Start of SOURCE RECORDS

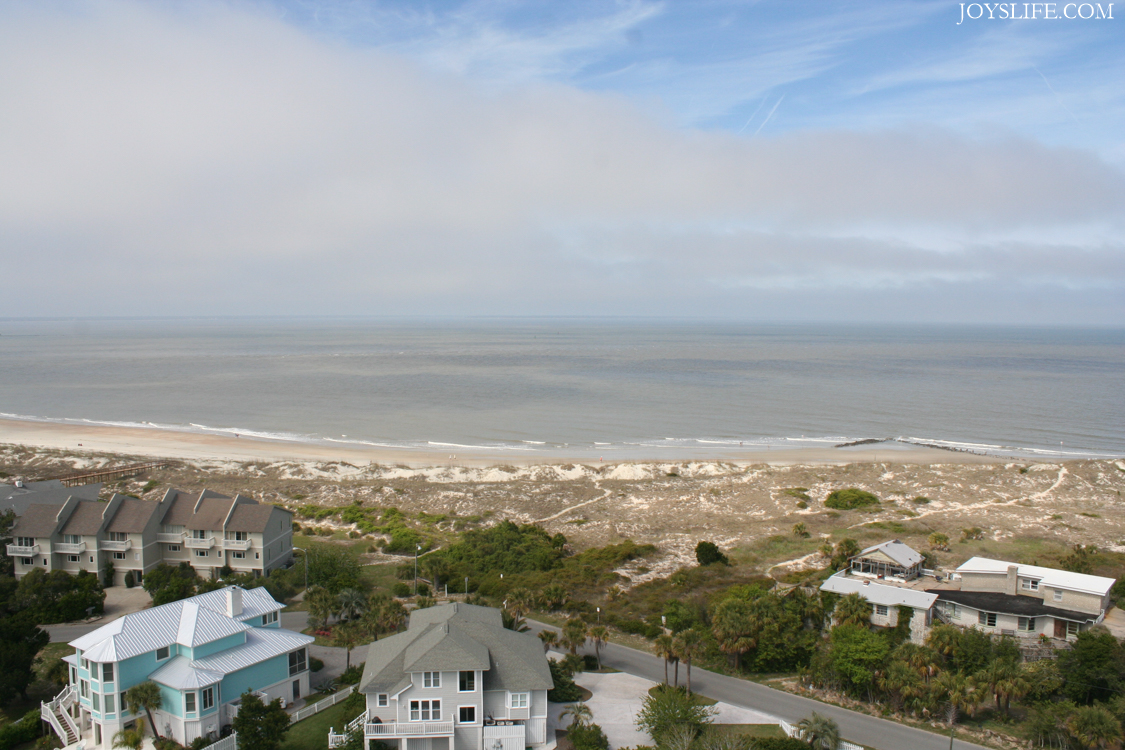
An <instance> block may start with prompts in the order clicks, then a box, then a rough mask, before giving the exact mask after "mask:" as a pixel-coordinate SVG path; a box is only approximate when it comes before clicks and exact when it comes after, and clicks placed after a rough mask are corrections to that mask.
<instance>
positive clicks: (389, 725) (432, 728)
mask: <svg viewBox="0 0 1125 750" xmlns="http://www.w3.org/2000/svg"><path fill="white" fill-rule="evenodd" d="M452 733H453V722H388V723H386V724H363V734H364V735H366V737H369V738H370V737H440V735H443V734H444V735H447V737H448V735H451V734H452Z"/></svg>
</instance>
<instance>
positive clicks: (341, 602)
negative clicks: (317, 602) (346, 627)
mask: <svg viewBox="0 0 1125 750" xmlns="http://www.w3.org/2000/svg"><path fill="white" fill-rule="evenodd" d="M337 598H339V605H340V612H341V614H342V615H343V616H344V617H346V618H348V620H352V618H353V617H355V616H357V615H359V614H361V613H363V612H364V611H366V609H367V598H366V597H364V596H363V594H362V593H361V591H359V590H357V589H354V588H345V589H344V590H342V591H340V596H339V597H337Z"/></svg>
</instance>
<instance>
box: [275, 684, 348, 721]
mask: <svg viewBox="0 0 1125 750" xmlns="http://www.w3.org/2000/svg"><path fill="white" fill-rule="evenodd" d="M354 689H355V686H354V685H349V686H348V687H345V688H344V689H342V690H340V692H339V693H335V694H333V695H330V696H328V697H326V698H323V699H321V701H317V702H316V703H314V704H313V705H311V706H305V707H304V708H300V710H299V711H295V712H293V713H291V714H290V715H289V721H290V722H291V723H297V722H299V721H300V720H303V719H308V717H309V716H313V715H315V714H318V713H321V712H322V711H324V710H325V708H331V707H332V706H334V705H336V704H337V703H340V702H341V701H343V699H344V698H346V697H348V696H349V695H351V694H352V690H354Z"/></svg>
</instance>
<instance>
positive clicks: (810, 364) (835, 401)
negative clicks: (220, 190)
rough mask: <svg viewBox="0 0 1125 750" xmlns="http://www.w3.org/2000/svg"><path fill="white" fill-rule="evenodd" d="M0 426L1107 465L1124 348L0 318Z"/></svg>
mask: <svg viewBox="0 0 1125 750" xmlns="http://www.w3.org/2000/svg"><path fill="white" fill-rule="evenodd" d="M0 334H2V335H0V413H3V414H4V415H16V416H19V417H24V418H45V419H52V421H91V422H102V423H119V424H144V423H149V424H152V425H153V426H161V427H165V428H176V430H194V431H206V432H240V433H242V434H257V435H269V436H273V437H277V439H285V440H300V441H316V442H321V441H339V442H342V443H352V442H354V443H360V444H363V443H373V444H380V445H388V446H429V448H431V449H433V448H434V446H436V448H438V450H442V446H444V445H448V446H449V451H450V452H451V453H456V452H457V451H458V450H463V448H480V446H485V448H489V449H493V450H501V451H504V450H511V451H519V452H521V453H528V454H534V453H537V452H542V453H544V454H547V453H550V452H551V451H556V452H557V451H559V450H560V449H561V448H562V446H567V448H568V449H569V450H570V452H574V451H575V450H577V451H578V452H579V453H580V452H582V451H586V452H589V454H592V455H593V454H600V453H604V454H605V455H606V458H611V457H613V458H630V457H631V455H638V454H641V453H643V454H645V455H652V454H654V453H656V454H661V455H663V454H665V453H666V454H667V455H668V457H669V458H678V457H684V455H705V454H706V452H708V450H711V449H712V448H714V449H719V448H730V446H735V445H738V443H739V442H746V443H747V444H751V443H766V444H776V443H784V444H786V445H800V444H810V445H812V444H819V445H823V444H826V443H827V444H835V443H837V442H846V441H852V440H857V439H867V437H897V436H901V437H908V439H912V440H917V441H920V442H930V443H933V442H938V443H943V444H949V445H951V446H960V448H969V449H971V450H978V451H982V452H991V453H998V454H1008V453H1019V454H1026V455H1036V454H1038V455H1045V457H1046V455H1053V457H1057V458H1064V457H1079V455H1106V454H1117V455H1119V454H1122V453H1123V452H1125V331H1120V329H1105V328H1101V329H1098V328H1015V327H1010V328H1003V327H984V326H948V325H943V326H938V325H925V326H924V325H898V326H891V325H884V326H874V325H868V326H861V325H825V324H822V325H811V324H810V325H803V324H801V325H798V324H793V325H781V324H772V325H762V324H735V323H693V322H683V320H666V322H640V320H620V319H612V320H611V319H604V320H591V319H476V320H463V319H461V320H456V322H453V320H450V322H439V320H359V319H273V320H261V319H236V320H235V319H223V320H218V319H174V320H81V322H70V320H7V322H3V323H0Z"/></svg>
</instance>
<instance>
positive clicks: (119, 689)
mask: <svg viewBox="0 0 1125 750" xmlns="http://www.w3.org/2000/svg"><path fill="white" fill-rule="evenodd" d="M284 606H285V605H282V604H280V603H278V602H275V600H273V598H272V597H271V596H270V595H269V591H267V590H266V589H264V588H252V589H243V588H240V587H237V586H228V587H227V588H224V589H218V590H215V591H210V593H208V594H200V595H199V596H194V597H191V598H188V599H182V600H180V602H173V603H171V604H165V605H162V606H159V607H153V608H151V609H143V611H141V612H137V613H133V614H128V615H124V616H123V617H120V618H118V620H115V621H114V622H111V623H109V624H107V625H102V626H101V627H99V629H98V630H96V631H93V632H92V633H88V634H86V635H83V636H81V638H79V639H77V640H74V641H71V645H72V647H74V649H75V651H74V653H73V654H71V656H69V657H64V659H63V661H65V662H68V663H69V665H70V685H69V686H68V687H66V688H65V689H64V690H63V692H62V693H61V694H60V695H59V696H57V697H56V698H55V699H54V701H52V702H51V703H45V704H43V708H42V715H43V719H44V720H45V721H47V722H48V723H50V724H51V725H52V728H53V729H54V730H55V732H56V733H57V734H59V737H60V738H61V739H62V742H63V744H64V746H71V744H74V743H77V742H79V741H80V740H82V741H84V747H86V748H92V747H100V748H105V749H106V750H109V749H110V747H111V743H113V737H114V734H115V733H117V732H118V731H120V730H122V729H124V728H128V726H129V725H132V724H133V723H135V722H136V720H137V719H141V717H143V714H142V716H137V715H134V714H131V713H129V712H128V708H127V705H126V702H125V694H126V692H127V690H128V689H129V688H131V687H133V686H134V685H137V684H140V683H144V681H146V680H152V681H154V683H155V684H156V685H159V686H160V693H161V703H162V705H161V707H160V710H158V711H154V712H153V720H154V721H155V723H156V731H158V732H160V734H162V735H164V737H171V738H173V739H174V740H176V741H177V742H180V743H181V744H189V743H190V742H192V741H194V740H196V739H197V738H200V737H215V738H217V737H218V734H219V732H221V731H222V728H223V726H224V725H226V724H230V723H231V720H232V719H233V717H234V715H235V714H236V713H237V707H239V703H240V699H241V697H242V695H243V694H244V693H246V692H248V690H249V692H254V693H258V694H260V695H261V696H262V697H263V699H273V698H282V699H284V701H285V702H287V703H288V702H291V701H296V699H299V698H302V697H303V696H305V695H307V694H308V653H307V649H308V645H309V644H311V643H312V642H313V641H314V639H313V638H312V636H309V635H303V634H300V633H295V632H293V631H288V630H282V629H281V626H280V622H279V620H280V617H279V614H278V613H279V612H280V611H281V608H282V607H284ZM150 729H151V728H150Z"/></svg>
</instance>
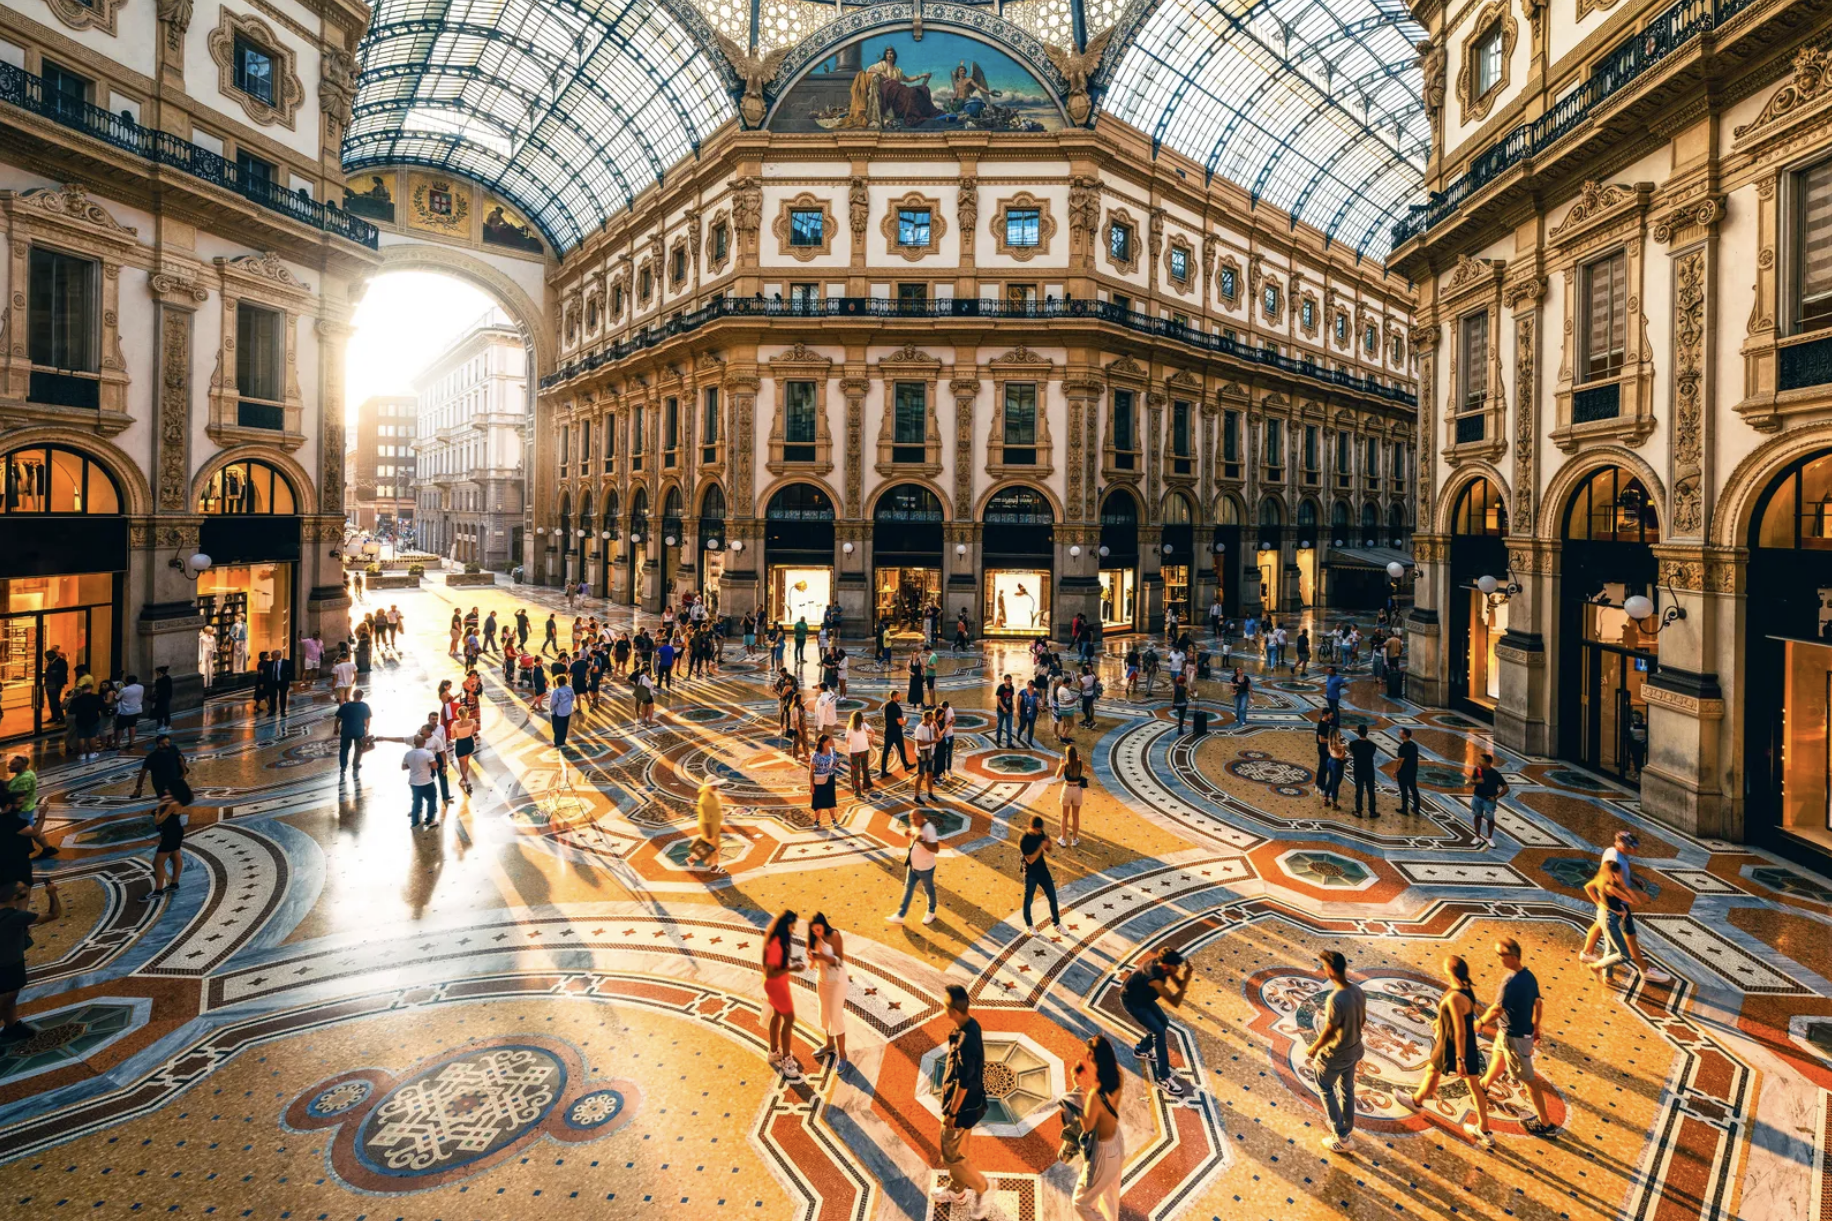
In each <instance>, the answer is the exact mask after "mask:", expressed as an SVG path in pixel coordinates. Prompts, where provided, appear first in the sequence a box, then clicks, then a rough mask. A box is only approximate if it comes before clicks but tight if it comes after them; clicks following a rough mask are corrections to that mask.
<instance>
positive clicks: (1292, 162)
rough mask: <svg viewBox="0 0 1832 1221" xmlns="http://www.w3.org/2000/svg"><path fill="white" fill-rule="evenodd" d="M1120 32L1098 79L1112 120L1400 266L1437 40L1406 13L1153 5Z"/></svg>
mask: <svg viewBox="0 0 1832 1221" xmlns="http://www.w3.org/2000/svg"><path fill="white" fill-rule="evenodd" d="M1121 26H1123V29H1121V31H1119V37H1121V40H1123V51H1121V53H1119V55H1118V57H1116V55H1112V53H1108V55H1107V60H1105V62H1103V71H1101V75H1099V77H1097V79H1096V86H1105V95H1103V97H1101V108H1103V110H1105V112H1107V114H1112V115H1114V117H1119V119H1125V121H1127V123H1130V125H1134V126H1138V128H1141V130H1147V132H1150V136H1152V150H1154V152H1156V150H1158V148H1160V147H1171V148H1174V150H1178V152H1182V154H1185V156H1191V158H1196V159H1198V161H1202V163H1204V167H1205V169H1207V172H1209V176H1211V178H1213V176H1215V174H1220V176H1222V178H1227V180H1231V181H1237V183H1240V185H1242V187H1246V189H1248V191H1249V192H1251V196H1253V200H1255V202H1259V200H1266V202H1268V203H1271V205H1275V207H1281V209H1284V211H1288V213H1292V218H1293V220H1303V222H1306V224H1310V225H1314V227H1317V229H1321V231H1323V235H1325V236H1326V238H1328V240H1332V242H1341V244H1345V246H1350V247H1352V249H1354V251H1356V255H1358V257H1359V255H1370V257H1376V259H1385V257H1387V251H1389V246H1390V225H1392V222H1394V218H1396V216H1398V214H1400V213H1401V211H1403V209H1405V205H1407V203H1411V202H1412V200H1416V198H1418V194H1420V191H1422V185H1423V174H1425V159H1427V158H1429V152H1431V125H1429V119H1427V115H1425V106H1423V99H1422V95H1420V93H1422V73H1420V68H1418V62H1416V60H1418V51H1416V49H1414V44H1416V42H1418V40H1422V38H1423V37H1425V31H1423V28H1422V26H1418V22H1414V20H1412V17H1411V13H1409V11H1407V7H1405V6H1403V4H1401V2H1400V0H1259V2H1257V4H1255V2H1251V0H1154V2H1150V0H1149V2H1143V4H1138V6H1136V7H1134V9H1132V11H1130V13H1129V15H1127V18H1123V22H1121Z"/></svg>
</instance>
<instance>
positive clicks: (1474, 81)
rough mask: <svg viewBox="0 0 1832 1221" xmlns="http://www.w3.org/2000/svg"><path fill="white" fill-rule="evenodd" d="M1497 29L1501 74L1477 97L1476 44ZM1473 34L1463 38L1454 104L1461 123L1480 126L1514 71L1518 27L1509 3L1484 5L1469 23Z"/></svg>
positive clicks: (1506, 90) (1496, 1)
mask: <svg viewBox="0 0 1832 1221" xmlns="http://www.w3.org/2000/svg"><path fill="white" fill-rule="evenodd" d="M1497 24H1499V26H1500V75H1499V77H1495V84H1491V86H1489V88H1488V92H1484V93H1477V92H1475V88H1477V44H1478V42H1482V40H1484V38H1486V37H1488V33H1489V31H1491V29H1493V28H1495V26H1497ZM1469 28H1471V29H1473V31H1475V33H1471V35H1469V37H1467V38H1464V46H1462V57H1464V64H1462V68H1460V70H1458V71H1456V103H1458V106H1462V121H1464V123H1466V125H1467V123H1480V121H1482V119H1486V117H1488V115H1489V112H1491V110H1493V108H1495V103H1497V101H1500V95H1502V93H1506V92H1508V82H1510V73H1511V68H1513V46H1515V42H1519V38H1521V24H1519V22H1515V20H1513V9H1511V6H1510V4H1508V0H1491V4H1484V6H1482V9H1480V11H1478V13H1477V17H1475V20H1473V22H1469Z"/></svg>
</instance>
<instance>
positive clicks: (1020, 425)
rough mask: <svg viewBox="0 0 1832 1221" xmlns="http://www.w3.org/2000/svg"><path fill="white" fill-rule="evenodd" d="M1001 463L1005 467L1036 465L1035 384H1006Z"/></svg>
mask: <svg viewBox="0 0 1832 1221" xmlns="http://www.w3.org/2000/svg"><path fill="white" fill-rule="evenodd" d="M1004 446H1006V449H1004V460H1006V464H1008V466H1031V464H1035V462H1037V383H1035V381H1008V383H1006V422H1004Z"/></svg>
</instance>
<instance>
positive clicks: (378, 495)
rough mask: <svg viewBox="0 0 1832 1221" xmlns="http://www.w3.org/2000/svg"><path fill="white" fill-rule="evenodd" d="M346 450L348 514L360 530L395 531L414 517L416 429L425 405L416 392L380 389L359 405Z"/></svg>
mask: <svg viewBox="0 0 1832 1221" xmlns="http://www.w3.org/2000/svg"><path fill="white" fill-rule="evenodd" d="M355 413H357V418H355V429H352V433H350V442H352V444H350V449H348V451H344V471H346V475H344V517H346V519H348V521H352V523H355V528H357V530H377V532H383V534H390V532H394V530H398V528H399V526H410V524H412V523H414V435H416V433H418V416H420V405H418V400H416V398H414V396H412V394H377V396H372V398H366V400H363V405H361V407H357V409H355Z"/></svg>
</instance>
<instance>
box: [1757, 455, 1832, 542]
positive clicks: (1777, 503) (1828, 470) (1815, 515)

End of SOURCE RECORDS

§ **WORK TO COMPLETE**
Going back to the entries above, set down exactly the lines that begin at the one with "positive clicks: (1506, 90) (1496, 1)" and end at the one with "positive clicks: (1020, 425)", both included, and nothing else.

§ **RESULT FOR THIS EXERCISE**
positive clicks: (1506, 90) (1496, 1)
mask: <svg viewBox="0 0 1832 1221" xmlns="http://www.w3.org/2000/svg"><path fill="white" fill-rule="evenodd" d="M1497 24H1499V26H1500V75H1499V77H1495V84H1491V86H1489V88H1488V92H1484V93H1477V92H1475V88H1477V44H1478V42H1482V40H1484V38H1486V37H1488V33H1489V31H1491V29H1493V28H1495V26H1497ZM1469 28H1471V29H1473V31H1475V33H1471V35H1469V37H1467V38H1464V46H1462V57H1464V64H1462V68H1460V70H1458V71H1456V103H1458V106H1462V121H1464V123H1466V125H1467V123H1480V121H1482V119H1486V117H1488V115H1489V112H1491V110H1493V108H1495V103H1497V101H1500V95H1502V93H1506V92H1508V82H1510V73H1511V68H1513V46H1515V42H1519V38H1521V24H1519V22H1515V20H1513V9H1511V6H1510V4H1508V0H1491V4H1484V6H1482V9H1480V11H1478V13H1477V17H1475V20H1473V22H1469Z"/></svg>
</instance>
<instance>
positive clicks: (1020, 425)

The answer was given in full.